Each line of the listing must be set down exactly as it stands.
§
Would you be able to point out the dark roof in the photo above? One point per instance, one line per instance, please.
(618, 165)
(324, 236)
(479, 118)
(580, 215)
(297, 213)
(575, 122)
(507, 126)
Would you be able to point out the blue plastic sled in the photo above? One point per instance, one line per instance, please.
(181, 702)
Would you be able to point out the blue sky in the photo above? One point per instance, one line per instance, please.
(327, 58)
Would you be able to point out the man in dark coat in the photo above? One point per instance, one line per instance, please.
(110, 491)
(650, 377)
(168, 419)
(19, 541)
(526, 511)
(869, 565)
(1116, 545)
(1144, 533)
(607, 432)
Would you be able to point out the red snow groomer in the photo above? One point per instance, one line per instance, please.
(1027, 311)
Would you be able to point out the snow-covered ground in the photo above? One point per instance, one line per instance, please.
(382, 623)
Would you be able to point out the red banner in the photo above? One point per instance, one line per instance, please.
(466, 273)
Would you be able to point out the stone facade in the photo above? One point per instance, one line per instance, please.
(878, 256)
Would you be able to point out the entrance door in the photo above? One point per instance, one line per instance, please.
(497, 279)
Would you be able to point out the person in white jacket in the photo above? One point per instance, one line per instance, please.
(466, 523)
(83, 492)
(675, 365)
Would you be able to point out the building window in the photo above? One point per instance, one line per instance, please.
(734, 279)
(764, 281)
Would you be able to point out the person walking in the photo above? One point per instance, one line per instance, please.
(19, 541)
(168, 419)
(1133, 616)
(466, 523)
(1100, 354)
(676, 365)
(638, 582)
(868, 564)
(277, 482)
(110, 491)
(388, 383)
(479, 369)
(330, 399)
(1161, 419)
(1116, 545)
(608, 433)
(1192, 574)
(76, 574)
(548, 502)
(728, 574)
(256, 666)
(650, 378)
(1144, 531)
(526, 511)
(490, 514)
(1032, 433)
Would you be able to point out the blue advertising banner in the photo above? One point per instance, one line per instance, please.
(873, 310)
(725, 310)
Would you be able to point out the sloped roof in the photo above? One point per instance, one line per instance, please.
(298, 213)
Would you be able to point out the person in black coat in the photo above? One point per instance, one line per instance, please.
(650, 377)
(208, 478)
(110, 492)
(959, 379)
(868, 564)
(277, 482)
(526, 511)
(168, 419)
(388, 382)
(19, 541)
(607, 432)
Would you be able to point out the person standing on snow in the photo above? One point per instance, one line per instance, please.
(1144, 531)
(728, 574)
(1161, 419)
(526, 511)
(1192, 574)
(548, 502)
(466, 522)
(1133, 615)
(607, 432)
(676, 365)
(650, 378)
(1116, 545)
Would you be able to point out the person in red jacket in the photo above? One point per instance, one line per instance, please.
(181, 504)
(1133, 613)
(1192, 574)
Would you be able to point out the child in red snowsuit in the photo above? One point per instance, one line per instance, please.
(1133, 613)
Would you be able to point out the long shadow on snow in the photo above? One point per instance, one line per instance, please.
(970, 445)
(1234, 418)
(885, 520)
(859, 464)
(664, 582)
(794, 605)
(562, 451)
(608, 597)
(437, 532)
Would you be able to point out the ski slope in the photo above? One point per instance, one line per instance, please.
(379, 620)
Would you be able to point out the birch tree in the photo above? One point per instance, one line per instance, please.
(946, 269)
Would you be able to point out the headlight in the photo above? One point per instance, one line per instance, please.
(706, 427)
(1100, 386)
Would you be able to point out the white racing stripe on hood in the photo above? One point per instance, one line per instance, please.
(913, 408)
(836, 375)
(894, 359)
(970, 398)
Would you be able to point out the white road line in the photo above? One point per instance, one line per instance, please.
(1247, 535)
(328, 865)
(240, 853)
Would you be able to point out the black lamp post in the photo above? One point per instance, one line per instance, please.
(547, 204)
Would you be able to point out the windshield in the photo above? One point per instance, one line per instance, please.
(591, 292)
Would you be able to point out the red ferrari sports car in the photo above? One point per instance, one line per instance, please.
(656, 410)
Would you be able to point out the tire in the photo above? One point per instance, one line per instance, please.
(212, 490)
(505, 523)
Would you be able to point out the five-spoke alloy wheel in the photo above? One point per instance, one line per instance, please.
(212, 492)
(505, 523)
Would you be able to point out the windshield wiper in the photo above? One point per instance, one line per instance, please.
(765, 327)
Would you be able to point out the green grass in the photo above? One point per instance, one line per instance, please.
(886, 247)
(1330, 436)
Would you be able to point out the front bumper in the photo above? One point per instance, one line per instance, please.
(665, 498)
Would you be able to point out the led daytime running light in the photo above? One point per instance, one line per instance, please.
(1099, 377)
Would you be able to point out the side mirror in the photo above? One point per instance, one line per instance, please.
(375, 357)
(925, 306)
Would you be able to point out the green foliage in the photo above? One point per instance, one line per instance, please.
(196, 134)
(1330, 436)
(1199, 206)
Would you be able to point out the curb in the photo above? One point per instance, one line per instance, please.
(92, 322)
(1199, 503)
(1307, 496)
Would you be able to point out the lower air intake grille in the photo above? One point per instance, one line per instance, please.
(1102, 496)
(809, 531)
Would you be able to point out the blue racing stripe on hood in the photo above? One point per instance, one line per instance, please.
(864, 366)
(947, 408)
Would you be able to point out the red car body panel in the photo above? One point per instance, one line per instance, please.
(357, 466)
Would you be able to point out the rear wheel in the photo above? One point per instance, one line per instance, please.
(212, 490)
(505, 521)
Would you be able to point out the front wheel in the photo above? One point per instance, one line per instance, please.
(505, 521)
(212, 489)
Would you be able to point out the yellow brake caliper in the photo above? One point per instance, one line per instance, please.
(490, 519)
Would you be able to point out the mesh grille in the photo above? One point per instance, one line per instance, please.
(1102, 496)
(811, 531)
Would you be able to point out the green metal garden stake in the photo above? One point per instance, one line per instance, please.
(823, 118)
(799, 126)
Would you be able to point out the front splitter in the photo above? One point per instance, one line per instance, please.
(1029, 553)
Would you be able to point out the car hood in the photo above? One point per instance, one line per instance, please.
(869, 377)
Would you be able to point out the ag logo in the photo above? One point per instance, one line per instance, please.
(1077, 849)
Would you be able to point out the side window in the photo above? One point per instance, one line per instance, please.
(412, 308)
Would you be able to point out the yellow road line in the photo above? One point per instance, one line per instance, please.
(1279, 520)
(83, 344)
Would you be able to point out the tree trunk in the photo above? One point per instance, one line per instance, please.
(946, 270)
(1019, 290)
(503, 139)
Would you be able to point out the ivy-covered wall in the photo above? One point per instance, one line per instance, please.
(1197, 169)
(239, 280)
§
▶ _SOLVED EXERCISE_:
Would you be able to point out the dark roof in the photo above? One point per instance, one line per instance, please.
(618, 165)
(324, 236)
(479, 118)
(580, 215)
(297, 213)
(575, 122)
(507, 126)
Would you be able to point out the blue plastic sled in the photo above? One point per instance, one line per instance, please.
(181, 702)
Would you be able to point out the blue sky in the photo above? One point per instance, one line per instance, please.
(327, 58)
Would you be able to point out the man in dark coat in the photo above? One point per instance, one line per instance, please.
(110, 491)
(650, 377)
(168, 419)
(19, 541)
(526, 511)
(869, 565)
(1116, 545)
(1144, 533)
(607, 432)
Would you be able to point out the red snow groomer in the photo above? One point per instance, one line per instance, please.
(1027, 311)
Would you be able to point out the snow-covered ground in the photo above? One point per instance, one line per instance, please.
(382, 623)
Would you be able to point out the red banner in the photo above? One point per instance, one line per instance, please.
(466, 273)
Would you be able to point out the stone facade in the photo above? One point per instance, one line per instance, please.
(878, 256)
Would you be able to point out the entrance door in the photo above? One point per instance, one line per instance, please.
(497, 279)
Would you be able to point out the person in white jacket in the photo above? One point per instance, one line per instance, please.
(466, 523)
(83, 492)
(675, 365)
Would you be able to point out the building window in the photo above? One point per instance, one line per instance, please.
(734, 279)
(764, 281)
Would you be able to point out the person walking in the photo above? One point per instance, one line per instance, please.
(19, 541)
(168, 419)
(1133, 616)
(466, 523)
(1100, 354)
(676, 365)
(638, 582)
(868, 564)
(277, 482)
(110, 491)
(388, 383)
(479, 369)
(330, 399)
(1161, 419)
(1116, 545)
(608, 433)
(1192, 574)
(76, 574)
(548, 502)
(728, 574)
(256, 666)
(650, 378)
(1144, 531)
(526, 511)
(490, 514)
(1032, 433)
Would you be able to point out the blue advertising banner in the photo above? One point per instance, one line per instance, please.
(873, 310)
(725, 310)
Would you be able to point out the sloped roof in the photo above? One point per instance, one line per instance, please.
(298, 213)
Would you be able to point out the person in black coat in the photo above? One point per instance, one line per instance, please.
(650, 377)
(208, 478)
(110, 492)
(959, 379)
(868, 564)
(277, 482)
(526, 511)
(168, 419)
(388, 382)
(19, 541)
(607, 432)
Would you be able to point out the person standing on snow in the photo above? One point per instance, one line per instance, please.
(1144, 531)
(728, 574)
(1161, 419)
(526, 511)
(1192, 574)
(548, 502)
(466, 522)
(1133, 615)
(607, 432)
(676, 365)
(650, 378)
(1116, 545)
Would you be able to point out the person in red jacket in the photo above? One point per instance, one line per instance, please.
(181, 504)
(1133, 613)
(1192, 574)
Would you be able to point out the child in red snowsuit in the photo above? One point per instance, one line per instance, please.
(1133, 613)
Would you be able to point out the long shadow on snow in the photo above? One point per instance, one line per instance, please.
(970, 445)
(1234, 418)
(885, 520)
(859, 464)
(664, 582)
(794, 605)
(562, 451)
(608, 597)
(437, 532)
Would you be able to point out the ski slope in the photo above? One point per instance, one line per instance, please.
(379, 620)
Would you be able to point out the birch tree in the photo above? One point per instance, one line per instance, please.
(946, 269)
Would you be able to point out the headlight in the photo above? One point per instance, one line per instance, please.
(706, 427)
(1100, 386)
Would you be able to point out the white racing stripe on hood in the photo above? One point per instance, one line per instance, please.
(913, 408)
(836, 375)
(894, 359)
(970, 398)
Would you be able to point out the white road line in the photo above? One point per instance, one line per instance, please.
(1247, 535)
(328, 865)
(240, 853)
Would you be able to point out the black lamp post in the photo above? One point per instance, one line per instance, please.
(547, 204)
Would you be able to point out the windshield in the photo above? One point per instance, one line per instance, please.
(591, 292)
Would you be able to point out the red ferrari sports car in the photo above? One point per instance, one line per instance, please.
(656, 410)
Would you be able to point out the tire in the photo above? One point per instance, one line per instance, please.
(212, 490)
(505, 523)
Would you be able to point out the five-spoke alloy wheel in the photo above? One point per instance, one line per instance, please.
(212, 492)
(505, 523)
Would you be able to point out the windshield wiper in the photo above? One point per instance, one line per instance, please.
(765, 327)
Would you be able to point out the green grass in the photo above? One point per instance, one line per instance, please.
(886, 247)
(1330, 436)
Would you be able to point out the front bumper in the photo above? One point per instance, one line per instance, please.
(665, 498)
Would you be able to point out the led daytime running light in the photo above? One point per instance, one line per instance, please.
(1099, 377)
Would you be able to point out the side mirror in the photo above? One point per instance, one line per instance, please.
(375, 357)
(925, 306)
Would you be able to point out the green foliage in the photo above? One point per instance, one line per instance, please.
(196, 134)
(1330, 436)
(1199, 206)
Would you be able to point out the curb in the photo above? One point per instance, one line per instance, please.
(92, 322)
(1199, 503)
(1307, 496)
Would you be able to point out the lower air intake grille in the photo above? One point per instance, one line per instance, please.
(1102, 496)
(809, 531)
Would you be able to point out the blue racing stripe on hood in the photo above? One point per instance, one line per instance, please.
(864, 366)
(947, 408)
Would you be able to point out the red car body panel in the photo above? One point per instance, one line per instance, please.
(357, 466)
Would you be able to point out the rear wheel in the photo above? One point per instance, one line per instance, please.
(212, 490)
(505, 521)
Would you be able to point out the front wheel in the photo above? One point per instance, one line per instance, please.
(505, 521)
(212, 489)
Would you be able to point out the yellow brake caliper in the photo above? One point per instance, one line per instance, please.
(490, 519)
Would you be able to point out the mesh grille in the photo above? One point per instance, one line per instance, please.
(1102, 496)
(811, 531)
Would you be able to point out the green metal garden stake in the photo above? One point per instance, one line per instance, please.
(823, 118)
(799, 126)
Would you be able to point out the front splitter in the photo above? One point per instance, one line per instance, please.
(1029, 553)
Would you be able to point out the car hood in the photo above? One point per instance, one line per instance, please.
(869, 377)
Would you be able to point out the ag logo in the photo above? One point per instance, one line per instance, please.
(1077, 849)
Would you be able to point out the side window in the photo above? One point per instance, one line per instance, please.
(412, 308)
Would you be able to point out the yellow road line in the photo above? One point per instance, one line per instance, please.
(1279, 520)
(83, 344)
Would you be able to point out the tree trunk in the photo above? One point per instance, one line per instance, please.
(946, 270)
(1019, 290)
(503, 139)
Would you be able to point out the ivy-covered wall in the photo above? One point per instance, one line per instance, please.
(1197, 169)
(239, 280)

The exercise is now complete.